EXERCISE INSTRUCTIONS:
Repeat exactly, and only, the lines below starting at the line that contains "297L320 339L323 320L336" and ending at the line that contains "box: [323, 190, 347, 215]", inclusive of both.

[Start of Attachment]

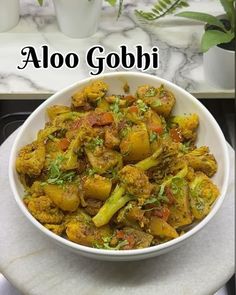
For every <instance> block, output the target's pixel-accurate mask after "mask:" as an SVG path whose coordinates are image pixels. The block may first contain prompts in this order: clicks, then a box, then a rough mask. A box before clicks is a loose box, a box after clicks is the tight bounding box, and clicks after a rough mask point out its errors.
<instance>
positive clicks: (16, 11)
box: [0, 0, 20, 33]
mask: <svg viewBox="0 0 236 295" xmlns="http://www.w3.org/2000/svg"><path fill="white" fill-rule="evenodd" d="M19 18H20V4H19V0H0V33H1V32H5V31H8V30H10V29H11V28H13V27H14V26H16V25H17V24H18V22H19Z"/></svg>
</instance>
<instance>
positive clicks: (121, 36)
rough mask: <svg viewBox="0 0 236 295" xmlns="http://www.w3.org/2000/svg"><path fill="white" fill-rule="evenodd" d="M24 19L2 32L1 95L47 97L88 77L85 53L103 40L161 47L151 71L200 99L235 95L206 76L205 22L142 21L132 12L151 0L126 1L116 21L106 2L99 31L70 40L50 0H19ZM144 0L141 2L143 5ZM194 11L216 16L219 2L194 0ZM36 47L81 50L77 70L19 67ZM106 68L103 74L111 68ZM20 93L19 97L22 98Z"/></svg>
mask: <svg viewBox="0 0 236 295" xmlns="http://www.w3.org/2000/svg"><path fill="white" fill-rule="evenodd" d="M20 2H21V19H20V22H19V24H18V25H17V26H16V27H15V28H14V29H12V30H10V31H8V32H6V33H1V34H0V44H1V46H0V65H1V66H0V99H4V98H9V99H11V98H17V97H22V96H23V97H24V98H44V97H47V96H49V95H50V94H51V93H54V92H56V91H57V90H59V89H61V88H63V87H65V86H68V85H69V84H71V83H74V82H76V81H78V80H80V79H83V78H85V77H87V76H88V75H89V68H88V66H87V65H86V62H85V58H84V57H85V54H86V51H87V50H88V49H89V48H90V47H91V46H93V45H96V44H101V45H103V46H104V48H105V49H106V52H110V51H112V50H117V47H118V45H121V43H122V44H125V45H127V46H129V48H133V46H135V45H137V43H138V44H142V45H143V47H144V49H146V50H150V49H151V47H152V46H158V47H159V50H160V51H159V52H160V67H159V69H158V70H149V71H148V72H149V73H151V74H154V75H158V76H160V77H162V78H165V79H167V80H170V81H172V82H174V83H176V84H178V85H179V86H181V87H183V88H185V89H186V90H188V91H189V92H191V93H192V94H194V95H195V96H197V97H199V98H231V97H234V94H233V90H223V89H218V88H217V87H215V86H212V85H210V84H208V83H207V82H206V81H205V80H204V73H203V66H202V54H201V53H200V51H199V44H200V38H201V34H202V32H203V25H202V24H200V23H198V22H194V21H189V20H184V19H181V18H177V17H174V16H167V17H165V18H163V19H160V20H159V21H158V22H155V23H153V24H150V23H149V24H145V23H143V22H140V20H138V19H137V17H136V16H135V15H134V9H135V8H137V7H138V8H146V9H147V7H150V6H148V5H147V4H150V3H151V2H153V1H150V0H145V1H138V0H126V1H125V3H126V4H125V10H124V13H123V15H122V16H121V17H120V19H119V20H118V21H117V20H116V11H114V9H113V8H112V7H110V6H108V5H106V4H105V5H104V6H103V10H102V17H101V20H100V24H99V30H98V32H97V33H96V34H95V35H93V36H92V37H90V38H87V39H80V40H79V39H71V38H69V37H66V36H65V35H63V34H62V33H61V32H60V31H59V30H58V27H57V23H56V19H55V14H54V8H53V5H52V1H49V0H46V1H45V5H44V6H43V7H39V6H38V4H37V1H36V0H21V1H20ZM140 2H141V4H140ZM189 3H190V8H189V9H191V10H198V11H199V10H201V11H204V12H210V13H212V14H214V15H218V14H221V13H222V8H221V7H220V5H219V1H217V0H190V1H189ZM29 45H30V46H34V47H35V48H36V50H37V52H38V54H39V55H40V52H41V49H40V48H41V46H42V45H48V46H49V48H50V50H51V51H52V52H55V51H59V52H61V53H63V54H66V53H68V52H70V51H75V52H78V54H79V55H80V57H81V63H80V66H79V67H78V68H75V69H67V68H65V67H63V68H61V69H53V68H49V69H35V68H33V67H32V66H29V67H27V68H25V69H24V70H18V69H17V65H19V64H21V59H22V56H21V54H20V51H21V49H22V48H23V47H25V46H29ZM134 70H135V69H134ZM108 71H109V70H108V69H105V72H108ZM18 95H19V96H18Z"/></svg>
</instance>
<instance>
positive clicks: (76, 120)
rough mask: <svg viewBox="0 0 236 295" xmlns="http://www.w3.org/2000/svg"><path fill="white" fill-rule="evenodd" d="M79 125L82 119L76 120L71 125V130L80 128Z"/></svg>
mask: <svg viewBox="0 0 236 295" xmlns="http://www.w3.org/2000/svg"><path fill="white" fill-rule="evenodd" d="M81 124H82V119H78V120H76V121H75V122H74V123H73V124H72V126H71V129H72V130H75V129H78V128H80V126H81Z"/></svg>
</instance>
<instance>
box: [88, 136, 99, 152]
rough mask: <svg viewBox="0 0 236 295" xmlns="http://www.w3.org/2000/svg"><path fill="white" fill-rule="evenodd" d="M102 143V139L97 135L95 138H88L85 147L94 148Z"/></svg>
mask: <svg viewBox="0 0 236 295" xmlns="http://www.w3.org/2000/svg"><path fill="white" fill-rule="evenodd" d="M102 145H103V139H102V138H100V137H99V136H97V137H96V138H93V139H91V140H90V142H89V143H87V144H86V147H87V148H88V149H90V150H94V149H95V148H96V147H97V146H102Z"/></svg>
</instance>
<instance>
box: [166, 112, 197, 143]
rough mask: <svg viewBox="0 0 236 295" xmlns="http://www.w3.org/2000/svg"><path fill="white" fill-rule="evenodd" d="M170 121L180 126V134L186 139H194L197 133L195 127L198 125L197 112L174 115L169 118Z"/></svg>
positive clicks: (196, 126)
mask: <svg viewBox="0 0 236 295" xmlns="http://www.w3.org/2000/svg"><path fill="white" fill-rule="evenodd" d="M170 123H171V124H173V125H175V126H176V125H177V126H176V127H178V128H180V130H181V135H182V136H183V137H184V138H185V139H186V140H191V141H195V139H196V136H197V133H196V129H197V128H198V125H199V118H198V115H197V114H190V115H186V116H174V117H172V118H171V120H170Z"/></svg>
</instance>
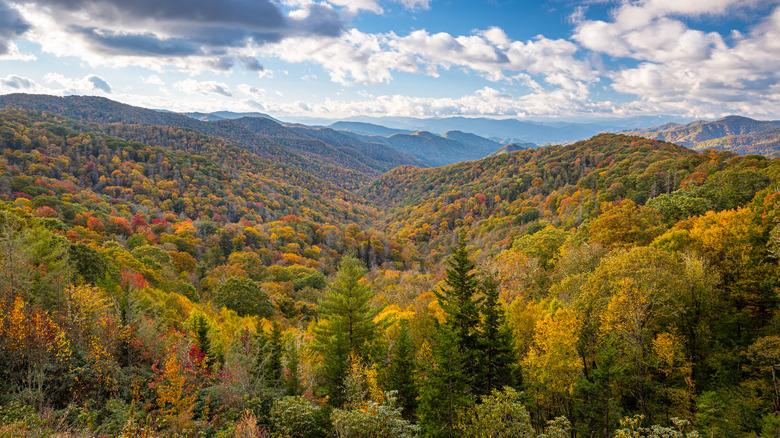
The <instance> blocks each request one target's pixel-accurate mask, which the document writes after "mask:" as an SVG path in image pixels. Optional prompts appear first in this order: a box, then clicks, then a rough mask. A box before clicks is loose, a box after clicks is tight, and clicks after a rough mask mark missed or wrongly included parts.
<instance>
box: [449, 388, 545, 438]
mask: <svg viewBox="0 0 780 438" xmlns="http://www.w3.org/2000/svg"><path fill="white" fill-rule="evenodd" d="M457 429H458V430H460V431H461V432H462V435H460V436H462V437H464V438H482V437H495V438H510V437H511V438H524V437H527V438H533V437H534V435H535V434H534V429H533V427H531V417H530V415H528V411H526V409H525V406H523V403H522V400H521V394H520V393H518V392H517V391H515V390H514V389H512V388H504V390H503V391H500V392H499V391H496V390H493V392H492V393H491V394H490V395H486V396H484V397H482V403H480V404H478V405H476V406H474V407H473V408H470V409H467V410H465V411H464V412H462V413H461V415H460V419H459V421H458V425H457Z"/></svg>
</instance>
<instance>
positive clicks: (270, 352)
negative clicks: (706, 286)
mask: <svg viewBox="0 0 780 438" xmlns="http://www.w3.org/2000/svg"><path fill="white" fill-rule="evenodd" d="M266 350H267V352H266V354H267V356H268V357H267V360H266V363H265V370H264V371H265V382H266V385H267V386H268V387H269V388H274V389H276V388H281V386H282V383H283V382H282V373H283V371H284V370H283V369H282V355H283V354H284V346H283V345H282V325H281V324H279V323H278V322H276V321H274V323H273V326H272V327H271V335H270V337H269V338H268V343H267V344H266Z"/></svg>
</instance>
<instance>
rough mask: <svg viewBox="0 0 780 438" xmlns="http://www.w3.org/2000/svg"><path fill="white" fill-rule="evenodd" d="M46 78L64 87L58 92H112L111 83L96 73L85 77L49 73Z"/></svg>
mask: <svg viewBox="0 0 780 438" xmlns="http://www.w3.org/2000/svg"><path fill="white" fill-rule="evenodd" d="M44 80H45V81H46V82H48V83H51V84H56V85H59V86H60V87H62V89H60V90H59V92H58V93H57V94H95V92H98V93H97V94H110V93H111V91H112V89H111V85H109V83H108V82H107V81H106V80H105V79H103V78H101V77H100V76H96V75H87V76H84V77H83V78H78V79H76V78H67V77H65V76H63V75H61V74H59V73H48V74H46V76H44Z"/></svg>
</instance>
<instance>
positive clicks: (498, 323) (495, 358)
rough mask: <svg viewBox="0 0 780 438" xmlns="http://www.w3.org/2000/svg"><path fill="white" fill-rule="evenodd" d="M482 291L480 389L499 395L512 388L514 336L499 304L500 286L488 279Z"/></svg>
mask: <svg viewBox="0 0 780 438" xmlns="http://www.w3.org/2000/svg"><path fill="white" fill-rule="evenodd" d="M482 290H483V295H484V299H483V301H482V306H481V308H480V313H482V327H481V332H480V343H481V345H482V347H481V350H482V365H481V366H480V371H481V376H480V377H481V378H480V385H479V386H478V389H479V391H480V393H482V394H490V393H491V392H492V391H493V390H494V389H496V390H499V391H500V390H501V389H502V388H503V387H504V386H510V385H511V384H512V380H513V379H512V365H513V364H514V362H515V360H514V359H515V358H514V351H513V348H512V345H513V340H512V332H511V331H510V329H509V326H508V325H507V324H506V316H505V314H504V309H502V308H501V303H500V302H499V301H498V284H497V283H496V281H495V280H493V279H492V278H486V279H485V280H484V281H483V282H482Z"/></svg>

[End of Attachment]
[Start of Attachment]

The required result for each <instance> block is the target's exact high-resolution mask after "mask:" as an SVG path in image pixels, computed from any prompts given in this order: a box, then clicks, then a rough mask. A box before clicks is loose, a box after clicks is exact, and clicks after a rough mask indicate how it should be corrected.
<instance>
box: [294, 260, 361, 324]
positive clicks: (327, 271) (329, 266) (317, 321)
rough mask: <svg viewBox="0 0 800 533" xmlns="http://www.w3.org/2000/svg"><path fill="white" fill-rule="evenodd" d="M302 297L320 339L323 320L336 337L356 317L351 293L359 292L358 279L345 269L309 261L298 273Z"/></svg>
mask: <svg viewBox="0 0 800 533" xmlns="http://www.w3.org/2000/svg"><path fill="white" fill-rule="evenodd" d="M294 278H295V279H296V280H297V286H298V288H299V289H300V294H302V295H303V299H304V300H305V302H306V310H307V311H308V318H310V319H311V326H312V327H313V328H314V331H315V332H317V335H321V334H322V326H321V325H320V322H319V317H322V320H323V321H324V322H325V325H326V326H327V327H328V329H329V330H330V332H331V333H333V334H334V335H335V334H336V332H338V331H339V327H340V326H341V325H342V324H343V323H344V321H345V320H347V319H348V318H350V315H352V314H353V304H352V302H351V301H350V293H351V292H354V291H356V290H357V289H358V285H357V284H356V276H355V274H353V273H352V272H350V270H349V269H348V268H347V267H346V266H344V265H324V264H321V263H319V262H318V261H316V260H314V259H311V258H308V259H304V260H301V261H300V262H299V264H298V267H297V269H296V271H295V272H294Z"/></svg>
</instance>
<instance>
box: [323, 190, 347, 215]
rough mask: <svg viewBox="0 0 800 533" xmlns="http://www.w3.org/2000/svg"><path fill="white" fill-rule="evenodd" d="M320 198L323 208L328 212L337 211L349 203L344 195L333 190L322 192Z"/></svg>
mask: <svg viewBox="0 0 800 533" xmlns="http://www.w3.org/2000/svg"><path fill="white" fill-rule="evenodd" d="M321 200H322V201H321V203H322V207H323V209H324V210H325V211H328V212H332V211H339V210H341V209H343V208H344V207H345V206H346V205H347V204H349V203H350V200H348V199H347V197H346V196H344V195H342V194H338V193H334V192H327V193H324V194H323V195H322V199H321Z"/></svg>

[End of Attachment]

REPLY:
rough mask: <svg viewBox="0 0 800 533" xmlns="http://www.w3.org/2000/svg"><path fill="white" fill-rule="evenodd" d="M302 297L320 339L323 320L336 337L356 317L351 293L359 292L358 279L345 269L309 261L298 273Z"/></svg>
mask: <svg viewBox="0 0 800 533" xmlns="http://www.w3.org/2000/svg"><path fill="white" fill-rule="evenodd" d="M294 278H295V279H296V280H297V286H298V288H299V289H300V294H302V295H303V299H304V300H305V302H306V310H307V311H308V318H310V319H311V326H312V327H313V328H314V331H315V332H317V335H321V334H322V326H321V325H320V322H319V317H322V320H323V321H324V322H325V325H326V326H327V327H328V329H329V330H330V332H331V333H333V334H334V335H335V334H336V332H338V331H339V327H340V326H341V325H342V324H343V323H344V321H345V320H347V319H348V318H350V315H352V314H353V304H352V302H351V301H350V293H351V292H354V291H356V290H357V289H358V285H357V284H356V276H355V274H353V273H352V272H350V270H349V269H348V268H347V267H346V266H344V265H324V264H321V263H319V262H318V261H316V260H314V259H311V258H308V259H304V260H301V261H300V262H299V264H298V267H297V269H296V271H295V272H294Z"/></svg>
</instance>
<instance>
box: [323, 190, 347, 215]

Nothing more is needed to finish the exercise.